Belge alıntısı:
______________________________

II-ESASIN İNCELENMESİ: Raportör-Hakim İsmail SARI’nın, davanın çözümünde adli yargının görevli olduğu yolundaki raporu ile dosyadaki belgeler okunduktan; ilgili Başsavcılarca görevlendirilen Yargıtay Cumhuriyet Savcısı Uğurtan ALTUN’un davada adli yargının, Danıştay Savcısı Yakup BAL’ın ise davada idari yargının görevli olduğu yolundaki sözlü açıklamaları da dinlendikten sonra GEREĞİ GÖRÜŞÜLÜP DÜŞÜNÜLDÜ:

Davanın, trafik kazası nedeniyle araçta meydana gelen maddi zararın rücuen tazmini istemiyle açıldığı anlaşılmaktadır.

2918 sayılı Karayolları Trafik Kanununun 1.maddesinde, Kanunun amacının karayollarında can ve mal güvenliği yönünden trafik düzenini sağlayacak ve trafik güvenliğini ilgilendiren tüm konularda alınacak önlemleri belirlemek olduğu; “Kapsam” başlıklı 2. maddesinde, bu Kanunun trafikle ilgili kuralları, şartları, hak ve yükümlülükleri bunların uygulamasını ve denetlenmesini ilgili kuruluşları ve bunların görev, yetki ve sorumluluk, çalışma usulleri ile diğer hükümleri kapsadığı ve bu kanunun karayollarında uygulanacağı; 10. maddesinde, yapım ve bakımdan sorumlu olduğu yolları trafik düzeni ve güvenliğini sağlayacak durumda bulundurmanın gerekli görülen kavşaklara ve yerlere trafik ışıklı işaretleri, işaret levhaları koymak ve yer işaretlemeleri yapmanın Belediye Trafik birimlerinin görev ve yetkileri arasında olduğu belirtilmiştir.

______________________________

Listelenen satırlar:
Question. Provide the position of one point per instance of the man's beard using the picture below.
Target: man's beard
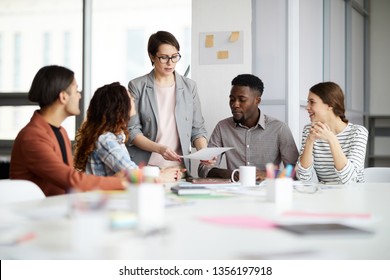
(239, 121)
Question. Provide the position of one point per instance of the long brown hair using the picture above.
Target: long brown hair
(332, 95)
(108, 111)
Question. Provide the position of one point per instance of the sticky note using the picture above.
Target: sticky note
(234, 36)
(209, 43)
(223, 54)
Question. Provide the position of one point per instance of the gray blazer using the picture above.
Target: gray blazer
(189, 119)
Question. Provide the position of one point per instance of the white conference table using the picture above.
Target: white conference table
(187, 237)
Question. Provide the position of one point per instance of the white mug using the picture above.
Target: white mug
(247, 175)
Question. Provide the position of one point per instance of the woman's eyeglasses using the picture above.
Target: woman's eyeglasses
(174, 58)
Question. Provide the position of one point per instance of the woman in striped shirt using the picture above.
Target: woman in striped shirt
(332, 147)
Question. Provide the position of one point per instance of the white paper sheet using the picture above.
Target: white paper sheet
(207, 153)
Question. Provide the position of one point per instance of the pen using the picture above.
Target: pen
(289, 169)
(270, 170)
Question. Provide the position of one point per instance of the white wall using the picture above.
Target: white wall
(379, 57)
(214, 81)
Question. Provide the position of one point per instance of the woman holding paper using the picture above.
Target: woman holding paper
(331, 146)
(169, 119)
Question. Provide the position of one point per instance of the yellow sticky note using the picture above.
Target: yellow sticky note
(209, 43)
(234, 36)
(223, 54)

______________________________

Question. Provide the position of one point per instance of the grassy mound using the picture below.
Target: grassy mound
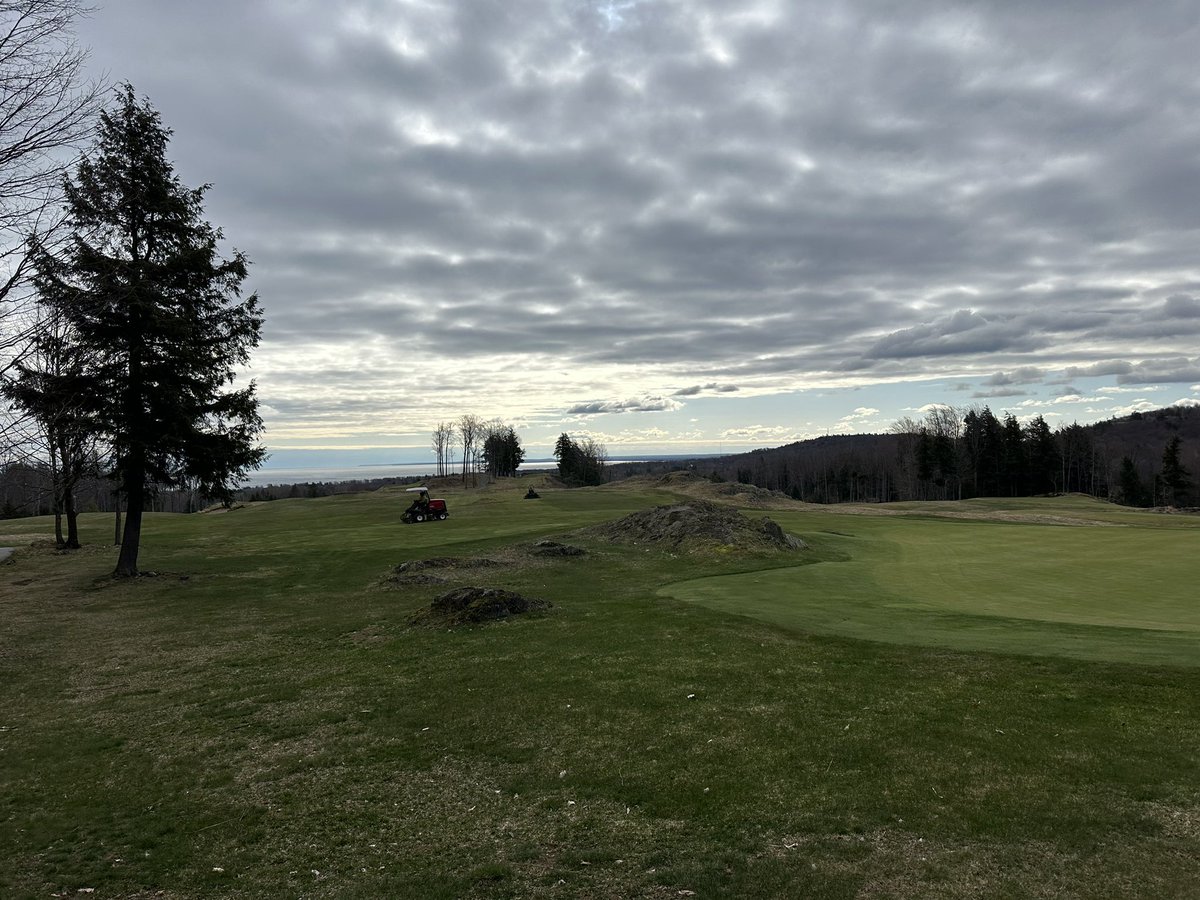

______________________________

Yapmanız gereken:
Belge alıntısına göre dava hangi istemle açılmıştır?

Sorunun yanıtı:
Dava, trafik kazası nedeniyle araçta meydana gelen maddi zararın rücuen tazmini istemiyle açılmıştır.